● **What is required**
Gather every line of the records below that contains the string "convertible" and copy each one out. Case counts.

● **Excerpted records**
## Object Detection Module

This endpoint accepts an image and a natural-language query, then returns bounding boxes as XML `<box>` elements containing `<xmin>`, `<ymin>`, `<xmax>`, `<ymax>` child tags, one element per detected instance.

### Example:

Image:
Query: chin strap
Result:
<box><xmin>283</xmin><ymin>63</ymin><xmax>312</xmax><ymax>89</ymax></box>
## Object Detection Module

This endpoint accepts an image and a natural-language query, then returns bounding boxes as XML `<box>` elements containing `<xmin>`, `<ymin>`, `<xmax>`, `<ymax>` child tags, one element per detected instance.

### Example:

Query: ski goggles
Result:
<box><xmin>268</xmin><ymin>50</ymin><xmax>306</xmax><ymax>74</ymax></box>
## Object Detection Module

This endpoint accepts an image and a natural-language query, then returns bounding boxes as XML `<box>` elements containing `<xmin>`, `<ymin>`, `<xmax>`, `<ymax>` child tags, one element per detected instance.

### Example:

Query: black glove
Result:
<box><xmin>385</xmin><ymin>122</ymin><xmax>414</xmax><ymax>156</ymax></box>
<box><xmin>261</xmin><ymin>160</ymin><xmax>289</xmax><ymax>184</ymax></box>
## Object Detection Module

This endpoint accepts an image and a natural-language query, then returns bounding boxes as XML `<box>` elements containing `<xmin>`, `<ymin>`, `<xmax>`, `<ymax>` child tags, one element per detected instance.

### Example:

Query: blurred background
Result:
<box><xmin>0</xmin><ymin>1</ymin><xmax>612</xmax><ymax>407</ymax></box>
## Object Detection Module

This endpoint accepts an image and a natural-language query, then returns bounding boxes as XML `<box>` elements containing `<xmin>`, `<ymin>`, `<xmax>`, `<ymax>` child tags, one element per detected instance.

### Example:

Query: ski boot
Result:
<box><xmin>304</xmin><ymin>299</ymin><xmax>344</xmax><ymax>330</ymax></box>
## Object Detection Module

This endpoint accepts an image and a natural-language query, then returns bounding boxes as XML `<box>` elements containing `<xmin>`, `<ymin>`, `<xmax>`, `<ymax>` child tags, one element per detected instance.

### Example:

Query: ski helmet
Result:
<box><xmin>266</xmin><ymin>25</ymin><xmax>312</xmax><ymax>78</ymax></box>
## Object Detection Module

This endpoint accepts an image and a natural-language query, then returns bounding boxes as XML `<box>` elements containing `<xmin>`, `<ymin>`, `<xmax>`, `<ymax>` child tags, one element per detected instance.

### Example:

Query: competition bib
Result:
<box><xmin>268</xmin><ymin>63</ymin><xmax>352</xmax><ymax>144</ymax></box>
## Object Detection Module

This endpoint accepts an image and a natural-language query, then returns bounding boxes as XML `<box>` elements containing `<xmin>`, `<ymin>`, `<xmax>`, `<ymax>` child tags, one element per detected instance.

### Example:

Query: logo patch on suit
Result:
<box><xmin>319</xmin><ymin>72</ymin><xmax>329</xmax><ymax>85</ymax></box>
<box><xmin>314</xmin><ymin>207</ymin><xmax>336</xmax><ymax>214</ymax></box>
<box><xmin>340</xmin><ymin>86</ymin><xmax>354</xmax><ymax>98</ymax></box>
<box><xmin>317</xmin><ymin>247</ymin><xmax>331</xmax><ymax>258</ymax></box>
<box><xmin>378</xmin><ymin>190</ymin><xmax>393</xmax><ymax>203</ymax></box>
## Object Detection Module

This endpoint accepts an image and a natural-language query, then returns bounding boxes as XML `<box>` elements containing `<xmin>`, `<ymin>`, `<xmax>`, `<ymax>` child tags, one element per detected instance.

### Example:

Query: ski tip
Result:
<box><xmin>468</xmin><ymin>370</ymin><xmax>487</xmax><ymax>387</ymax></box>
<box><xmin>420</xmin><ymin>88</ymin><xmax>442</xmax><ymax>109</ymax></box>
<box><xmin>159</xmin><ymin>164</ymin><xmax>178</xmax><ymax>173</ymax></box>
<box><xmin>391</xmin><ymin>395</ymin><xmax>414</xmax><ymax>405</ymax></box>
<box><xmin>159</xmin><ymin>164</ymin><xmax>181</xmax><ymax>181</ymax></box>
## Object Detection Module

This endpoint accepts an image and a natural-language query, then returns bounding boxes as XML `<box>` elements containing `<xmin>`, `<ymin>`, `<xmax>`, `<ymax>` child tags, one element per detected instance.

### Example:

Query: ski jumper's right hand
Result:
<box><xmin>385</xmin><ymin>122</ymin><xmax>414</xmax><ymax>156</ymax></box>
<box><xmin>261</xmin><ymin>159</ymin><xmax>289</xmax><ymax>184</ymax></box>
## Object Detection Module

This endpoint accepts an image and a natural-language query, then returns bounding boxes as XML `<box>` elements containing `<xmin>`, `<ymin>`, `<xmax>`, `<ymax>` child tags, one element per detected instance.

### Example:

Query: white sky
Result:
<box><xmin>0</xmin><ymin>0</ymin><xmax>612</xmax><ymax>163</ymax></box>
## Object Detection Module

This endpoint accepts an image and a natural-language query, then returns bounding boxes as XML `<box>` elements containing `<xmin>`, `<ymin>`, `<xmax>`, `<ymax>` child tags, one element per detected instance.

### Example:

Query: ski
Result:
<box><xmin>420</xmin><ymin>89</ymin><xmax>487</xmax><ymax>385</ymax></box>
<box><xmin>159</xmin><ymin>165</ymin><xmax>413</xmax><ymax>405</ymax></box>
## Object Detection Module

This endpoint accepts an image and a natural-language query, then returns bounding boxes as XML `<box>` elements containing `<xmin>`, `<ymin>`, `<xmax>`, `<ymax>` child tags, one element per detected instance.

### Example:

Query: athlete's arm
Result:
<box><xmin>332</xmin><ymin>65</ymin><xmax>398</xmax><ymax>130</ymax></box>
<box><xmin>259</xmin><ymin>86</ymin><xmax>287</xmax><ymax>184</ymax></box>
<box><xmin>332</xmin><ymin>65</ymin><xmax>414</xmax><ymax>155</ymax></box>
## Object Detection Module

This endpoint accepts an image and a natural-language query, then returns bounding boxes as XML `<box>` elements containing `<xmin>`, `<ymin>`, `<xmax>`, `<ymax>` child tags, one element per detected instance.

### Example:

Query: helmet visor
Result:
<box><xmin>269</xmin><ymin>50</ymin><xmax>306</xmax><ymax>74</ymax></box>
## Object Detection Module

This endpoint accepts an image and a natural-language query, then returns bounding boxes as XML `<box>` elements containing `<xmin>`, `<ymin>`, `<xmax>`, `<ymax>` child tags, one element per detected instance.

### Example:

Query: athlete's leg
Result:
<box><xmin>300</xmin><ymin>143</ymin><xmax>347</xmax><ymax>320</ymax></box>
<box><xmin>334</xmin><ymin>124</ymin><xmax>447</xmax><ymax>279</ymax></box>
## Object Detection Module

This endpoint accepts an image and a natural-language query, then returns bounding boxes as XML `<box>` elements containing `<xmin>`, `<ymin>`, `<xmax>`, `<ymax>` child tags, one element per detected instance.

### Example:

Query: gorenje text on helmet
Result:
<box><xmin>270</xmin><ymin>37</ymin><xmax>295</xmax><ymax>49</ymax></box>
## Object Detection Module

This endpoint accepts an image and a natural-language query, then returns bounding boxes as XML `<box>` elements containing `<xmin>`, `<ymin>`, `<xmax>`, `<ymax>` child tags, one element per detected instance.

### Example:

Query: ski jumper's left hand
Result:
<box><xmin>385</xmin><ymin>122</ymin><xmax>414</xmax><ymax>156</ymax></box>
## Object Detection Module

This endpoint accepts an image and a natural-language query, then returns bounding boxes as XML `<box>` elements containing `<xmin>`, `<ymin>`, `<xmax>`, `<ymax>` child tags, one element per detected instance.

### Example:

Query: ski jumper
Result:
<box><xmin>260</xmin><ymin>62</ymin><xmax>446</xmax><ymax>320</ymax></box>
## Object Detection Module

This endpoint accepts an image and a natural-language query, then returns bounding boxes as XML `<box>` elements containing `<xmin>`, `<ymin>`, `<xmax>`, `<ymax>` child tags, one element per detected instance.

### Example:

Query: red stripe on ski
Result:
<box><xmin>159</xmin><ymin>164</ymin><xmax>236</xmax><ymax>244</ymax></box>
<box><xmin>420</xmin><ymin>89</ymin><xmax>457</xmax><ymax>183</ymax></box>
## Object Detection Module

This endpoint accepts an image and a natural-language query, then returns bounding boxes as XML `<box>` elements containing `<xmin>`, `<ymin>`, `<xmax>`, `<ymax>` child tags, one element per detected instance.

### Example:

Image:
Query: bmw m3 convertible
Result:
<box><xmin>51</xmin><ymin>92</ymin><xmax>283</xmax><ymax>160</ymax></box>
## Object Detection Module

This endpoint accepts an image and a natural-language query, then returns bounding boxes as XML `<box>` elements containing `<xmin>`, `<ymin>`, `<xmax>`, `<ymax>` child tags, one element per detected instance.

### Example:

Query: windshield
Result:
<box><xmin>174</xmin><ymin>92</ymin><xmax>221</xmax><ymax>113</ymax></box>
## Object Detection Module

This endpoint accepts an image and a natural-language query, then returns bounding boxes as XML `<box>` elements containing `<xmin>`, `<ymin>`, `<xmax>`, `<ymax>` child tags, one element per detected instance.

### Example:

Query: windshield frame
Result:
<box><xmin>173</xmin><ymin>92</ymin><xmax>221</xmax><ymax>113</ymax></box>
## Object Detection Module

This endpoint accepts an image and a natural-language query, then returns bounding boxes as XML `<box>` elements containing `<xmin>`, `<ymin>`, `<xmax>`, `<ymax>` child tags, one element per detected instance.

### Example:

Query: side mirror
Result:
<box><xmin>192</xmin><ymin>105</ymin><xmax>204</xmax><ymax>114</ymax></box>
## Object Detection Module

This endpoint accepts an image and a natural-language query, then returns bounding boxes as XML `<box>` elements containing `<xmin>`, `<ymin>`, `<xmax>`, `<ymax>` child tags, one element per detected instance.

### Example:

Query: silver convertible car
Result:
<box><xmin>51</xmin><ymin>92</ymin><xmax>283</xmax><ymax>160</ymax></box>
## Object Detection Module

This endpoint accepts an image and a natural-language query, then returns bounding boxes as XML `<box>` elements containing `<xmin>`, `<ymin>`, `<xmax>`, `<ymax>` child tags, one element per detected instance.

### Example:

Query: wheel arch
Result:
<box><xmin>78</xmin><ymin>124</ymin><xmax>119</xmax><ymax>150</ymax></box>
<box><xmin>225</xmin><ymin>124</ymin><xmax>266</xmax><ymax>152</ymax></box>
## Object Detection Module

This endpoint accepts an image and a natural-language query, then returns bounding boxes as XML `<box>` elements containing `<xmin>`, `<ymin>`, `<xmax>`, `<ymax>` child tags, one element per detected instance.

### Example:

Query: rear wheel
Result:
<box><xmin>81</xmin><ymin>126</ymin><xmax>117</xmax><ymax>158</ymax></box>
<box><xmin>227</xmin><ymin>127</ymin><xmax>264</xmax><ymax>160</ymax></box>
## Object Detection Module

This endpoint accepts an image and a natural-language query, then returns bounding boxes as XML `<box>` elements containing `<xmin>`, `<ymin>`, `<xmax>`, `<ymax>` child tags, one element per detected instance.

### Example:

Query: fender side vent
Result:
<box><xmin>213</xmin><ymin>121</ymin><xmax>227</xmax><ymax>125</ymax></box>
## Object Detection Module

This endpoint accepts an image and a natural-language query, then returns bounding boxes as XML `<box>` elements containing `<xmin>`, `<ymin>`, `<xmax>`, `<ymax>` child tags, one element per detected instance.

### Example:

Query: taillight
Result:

● **Exercise response**
Query: bmw m3 convertible
Query: silver convertible car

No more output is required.